▶ _Set task_: Gather every line of the records below that contains the word "mountain" and copy each one out. Case counts, so match the word's capitalization precisely.

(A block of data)
________________

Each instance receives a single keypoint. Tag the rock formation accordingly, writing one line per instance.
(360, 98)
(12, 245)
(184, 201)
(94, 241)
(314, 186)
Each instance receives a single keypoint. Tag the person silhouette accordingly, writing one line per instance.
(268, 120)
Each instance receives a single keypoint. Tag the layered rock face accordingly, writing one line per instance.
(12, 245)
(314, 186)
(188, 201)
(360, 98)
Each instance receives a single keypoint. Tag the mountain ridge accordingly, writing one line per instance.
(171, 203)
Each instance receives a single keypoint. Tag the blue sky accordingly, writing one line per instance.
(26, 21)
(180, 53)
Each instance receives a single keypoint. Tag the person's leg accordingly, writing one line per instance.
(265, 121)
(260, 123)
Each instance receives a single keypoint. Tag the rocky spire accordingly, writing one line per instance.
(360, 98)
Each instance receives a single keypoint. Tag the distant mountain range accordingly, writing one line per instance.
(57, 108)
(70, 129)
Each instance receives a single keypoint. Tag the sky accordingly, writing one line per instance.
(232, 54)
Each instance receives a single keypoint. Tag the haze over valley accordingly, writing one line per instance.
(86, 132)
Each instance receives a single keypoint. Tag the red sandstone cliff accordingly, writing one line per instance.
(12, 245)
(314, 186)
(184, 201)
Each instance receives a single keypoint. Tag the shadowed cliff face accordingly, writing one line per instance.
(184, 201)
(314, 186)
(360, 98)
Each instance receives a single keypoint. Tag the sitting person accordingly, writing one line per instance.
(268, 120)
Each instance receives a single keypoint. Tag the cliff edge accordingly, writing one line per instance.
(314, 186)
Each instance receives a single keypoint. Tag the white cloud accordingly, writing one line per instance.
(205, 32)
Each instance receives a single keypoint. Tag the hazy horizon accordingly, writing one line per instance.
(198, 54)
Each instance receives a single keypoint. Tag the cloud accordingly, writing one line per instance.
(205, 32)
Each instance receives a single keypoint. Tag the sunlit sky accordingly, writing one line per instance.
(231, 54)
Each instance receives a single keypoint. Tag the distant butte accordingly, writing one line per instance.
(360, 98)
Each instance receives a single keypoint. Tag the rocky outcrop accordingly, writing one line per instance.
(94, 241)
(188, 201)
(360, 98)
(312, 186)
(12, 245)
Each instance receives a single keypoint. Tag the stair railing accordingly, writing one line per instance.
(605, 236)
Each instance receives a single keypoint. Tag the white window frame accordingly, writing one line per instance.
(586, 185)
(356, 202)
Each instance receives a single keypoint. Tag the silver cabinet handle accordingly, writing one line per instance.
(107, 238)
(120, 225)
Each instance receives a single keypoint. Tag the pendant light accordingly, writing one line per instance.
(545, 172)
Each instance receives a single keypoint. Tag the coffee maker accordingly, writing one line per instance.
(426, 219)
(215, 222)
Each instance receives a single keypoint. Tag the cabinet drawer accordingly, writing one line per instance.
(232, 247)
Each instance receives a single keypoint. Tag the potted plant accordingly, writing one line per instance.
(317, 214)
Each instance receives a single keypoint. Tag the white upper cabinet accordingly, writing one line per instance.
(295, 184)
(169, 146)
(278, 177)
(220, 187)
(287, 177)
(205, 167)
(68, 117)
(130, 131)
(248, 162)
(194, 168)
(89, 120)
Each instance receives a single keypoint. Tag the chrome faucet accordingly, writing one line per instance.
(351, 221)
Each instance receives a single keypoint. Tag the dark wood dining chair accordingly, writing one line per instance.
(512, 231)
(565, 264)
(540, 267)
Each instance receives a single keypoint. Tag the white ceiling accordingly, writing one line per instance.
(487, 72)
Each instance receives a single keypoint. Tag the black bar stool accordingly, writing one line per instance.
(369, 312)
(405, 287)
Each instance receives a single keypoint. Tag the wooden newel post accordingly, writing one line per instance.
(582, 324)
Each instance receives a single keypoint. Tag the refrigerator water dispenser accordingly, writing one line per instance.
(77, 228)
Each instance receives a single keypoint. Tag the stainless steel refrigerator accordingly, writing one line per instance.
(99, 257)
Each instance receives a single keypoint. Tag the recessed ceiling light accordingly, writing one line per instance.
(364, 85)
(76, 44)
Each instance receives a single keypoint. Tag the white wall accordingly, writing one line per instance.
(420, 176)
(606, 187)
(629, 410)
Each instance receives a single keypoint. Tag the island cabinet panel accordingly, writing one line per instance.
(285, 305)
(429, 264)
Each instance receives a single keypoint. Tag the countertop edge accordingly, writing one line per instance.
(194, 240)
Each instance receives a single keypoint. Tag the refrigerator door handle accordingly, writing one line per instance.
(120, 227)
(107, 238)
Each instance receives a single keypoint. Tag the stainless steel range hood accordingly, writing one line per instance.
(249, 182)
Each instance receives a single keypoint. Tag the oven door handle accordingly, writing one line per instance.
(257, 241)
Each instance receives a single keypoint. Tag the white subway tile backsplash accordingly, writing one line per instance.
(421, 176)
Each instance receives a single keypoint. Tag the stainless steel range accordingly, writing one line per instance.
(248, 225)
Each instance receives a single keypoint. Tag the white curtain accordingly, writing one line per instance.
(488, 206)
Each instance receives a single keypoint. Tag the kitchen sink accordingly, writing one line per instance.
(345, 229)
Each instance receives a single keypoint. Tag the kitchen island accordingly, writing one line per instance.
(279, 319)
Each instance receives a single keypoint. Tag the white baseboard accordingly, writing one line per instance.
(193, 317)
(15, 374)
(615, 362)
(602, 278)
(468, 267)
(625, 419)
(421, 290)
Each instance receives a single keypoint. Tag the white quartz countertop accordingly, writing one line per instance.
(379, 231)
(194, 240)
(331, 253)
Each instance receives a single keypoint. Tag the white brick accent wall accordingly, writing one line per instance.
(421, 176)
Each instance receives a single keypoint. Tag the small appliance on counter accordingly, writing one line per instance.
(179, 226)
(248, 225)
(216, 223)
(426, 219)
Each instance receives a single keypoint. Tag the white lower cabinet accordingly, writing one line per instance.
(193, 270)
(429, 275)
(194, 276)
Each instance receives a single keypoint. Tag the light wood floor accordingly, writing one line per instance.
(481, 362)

________________

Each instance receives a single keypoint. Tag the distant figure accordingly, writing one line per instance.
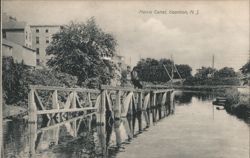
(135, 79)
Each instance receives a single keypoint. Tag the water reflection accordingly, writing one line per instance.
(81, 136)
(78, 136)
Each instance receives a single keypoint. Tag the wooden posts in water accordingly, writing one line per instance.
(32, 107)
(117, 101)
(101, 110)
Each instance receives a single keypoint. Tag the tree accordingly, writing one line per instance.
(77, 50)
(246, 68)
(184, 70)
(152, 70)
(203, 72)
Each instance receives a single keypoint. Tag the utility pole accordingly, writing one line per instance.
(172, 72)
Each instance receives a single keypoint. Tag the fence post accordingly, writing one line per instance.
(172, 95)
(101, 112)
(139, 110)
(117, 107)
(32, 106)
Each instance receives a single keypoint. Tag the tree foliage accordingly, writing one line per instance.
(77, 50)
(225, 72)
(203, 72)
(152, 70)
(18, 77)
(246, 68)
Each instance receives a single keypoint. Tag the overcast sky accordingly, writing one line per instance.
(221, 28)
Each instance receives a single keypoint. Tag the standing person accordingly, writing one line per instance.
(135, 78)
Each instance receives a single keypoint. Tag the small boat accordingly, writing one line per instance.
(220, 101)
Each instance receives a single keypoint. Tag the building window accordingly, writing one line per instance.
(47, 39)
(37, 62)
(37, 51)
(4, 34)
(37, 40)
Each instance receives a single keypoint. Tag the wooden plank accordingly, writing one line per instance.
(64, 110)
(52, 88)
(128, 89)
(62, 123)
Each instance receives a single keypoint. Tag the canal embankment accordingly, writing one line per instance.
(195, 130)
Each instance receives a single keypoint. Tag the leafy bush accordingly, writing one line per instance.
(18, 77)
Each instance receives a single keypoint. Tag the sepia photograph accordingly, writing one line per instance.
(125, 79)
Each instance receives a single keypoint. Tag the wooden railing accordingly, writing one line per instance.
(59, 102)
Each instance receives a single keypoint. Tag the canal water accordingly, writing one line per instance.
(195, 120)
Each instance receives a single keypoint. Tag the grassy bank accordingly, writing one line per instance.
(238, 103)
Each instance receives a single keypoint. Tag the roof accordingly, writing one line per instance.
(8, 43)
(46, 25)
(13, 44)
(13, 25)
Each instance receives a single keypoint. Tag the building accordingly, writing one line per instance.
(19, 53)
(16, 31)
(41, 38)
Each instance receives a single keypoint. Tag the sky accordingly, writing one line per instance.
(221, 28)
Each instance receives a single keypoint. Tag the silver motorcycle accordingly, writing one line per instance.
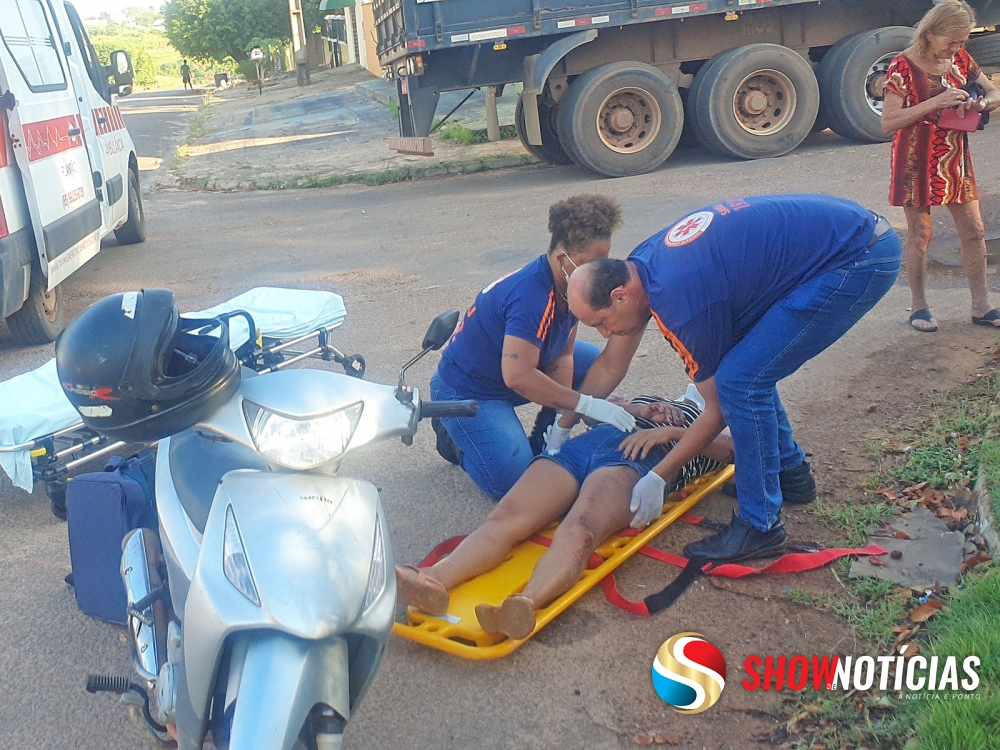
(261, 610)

________________

▶ _Answer to the problem_:
Each instance receives a single keypoint. Tag the mountain ridge accordingly, writing one line per instance.
Each instance receives a single keypoint. Tag the distant mountain range accordingly, writing one line per instance.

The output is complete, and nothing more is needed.